Lines from the one containing "of the small" through the end of the data are to be returned exactly, and no others.

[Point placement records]

☆ ☆ ☆

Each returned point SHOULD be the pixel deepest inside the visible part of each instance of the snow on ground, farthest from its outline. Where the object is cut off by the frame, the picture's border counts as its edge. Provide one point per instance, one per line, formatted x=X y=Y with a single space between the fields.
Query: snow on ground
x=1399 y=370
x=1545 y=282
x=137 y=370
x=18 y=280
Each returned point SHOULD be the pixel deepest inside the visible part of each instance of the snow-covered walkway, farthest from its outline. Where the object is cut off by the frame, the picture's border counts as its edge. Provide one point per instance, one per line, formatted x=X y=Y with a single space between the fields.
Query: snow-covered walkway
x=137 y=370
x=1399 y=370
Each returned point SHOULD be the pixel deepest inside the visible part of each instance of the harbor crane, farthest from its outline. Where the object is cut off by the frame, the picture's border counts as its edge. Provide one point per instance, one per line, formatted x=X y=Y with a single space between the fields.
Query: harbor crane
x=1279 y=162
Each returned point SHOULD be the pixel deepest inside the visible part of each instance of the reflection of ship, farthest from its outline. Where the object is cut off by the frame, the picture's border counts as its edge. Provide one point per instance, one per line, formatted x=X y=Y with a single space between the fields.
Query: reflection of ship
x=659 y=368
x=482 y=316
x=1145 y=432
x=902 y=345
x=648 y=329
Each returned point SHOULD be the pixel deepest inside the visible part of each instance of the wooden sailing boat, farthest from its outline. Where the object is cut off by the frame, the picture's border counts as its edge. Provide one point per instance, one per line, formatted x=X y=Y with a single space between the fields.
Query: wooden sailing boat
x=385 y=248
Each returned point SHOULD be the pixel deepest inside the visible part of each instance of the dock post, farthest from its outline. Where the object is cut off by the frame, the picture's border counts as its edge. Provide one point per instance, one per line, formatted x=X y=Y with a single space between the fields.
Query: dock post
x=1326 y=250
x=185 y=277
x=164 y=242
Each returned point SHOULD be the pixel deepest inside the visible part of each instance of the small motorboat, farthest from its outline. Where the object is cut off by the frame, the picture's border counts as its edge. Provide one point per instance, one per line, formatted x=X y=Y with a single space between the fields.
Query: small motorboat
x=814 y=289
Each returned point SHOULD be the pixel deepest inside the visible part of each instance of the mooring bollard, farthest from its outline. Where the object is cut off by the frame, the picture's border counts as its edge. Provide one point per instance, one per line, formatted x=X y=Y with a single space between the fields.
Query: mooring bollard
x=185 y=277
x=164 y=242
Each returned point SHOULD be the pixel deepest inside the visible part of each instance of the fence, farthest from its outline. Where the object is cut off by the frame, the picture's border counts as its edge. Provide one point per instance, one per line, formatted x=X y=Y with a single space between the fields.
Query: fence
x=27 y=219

☆ ☆ ☆

Solution:
Each returned point SHOULD be the pixel deepest inside the visible part of each instance of the small motorboat, farthest from its outline. Where the object is cut off by the frame, the picture's border counts as its edge. Provide one point per instance, one per line, formatted x=X y=Y with a single space between the fields.
Query: small motorboat
x=814 y=289
Each returned point SHOULD be the pixel deepest inside the visible part of each instance of the mooring bollard, farthest from its outline. Where the object is cut off by the frame, the picture's border counts as its edge. Provide one point per instance, one per line, formatted x=X y=Y with a single space between the fields.
Query: mooring bollard
x=185 y=277
x=164 y=242
Each returned point SHOULD be the pixel deepest inside the visible part of each instance of the fence, farthest from its outline. Where the object is cut off by the frame, the picture's border counts as its edge. Provide one point per instance, one per line, formatted x=X y=Y with a single space between the fields.
Query: fence
x=27 y=219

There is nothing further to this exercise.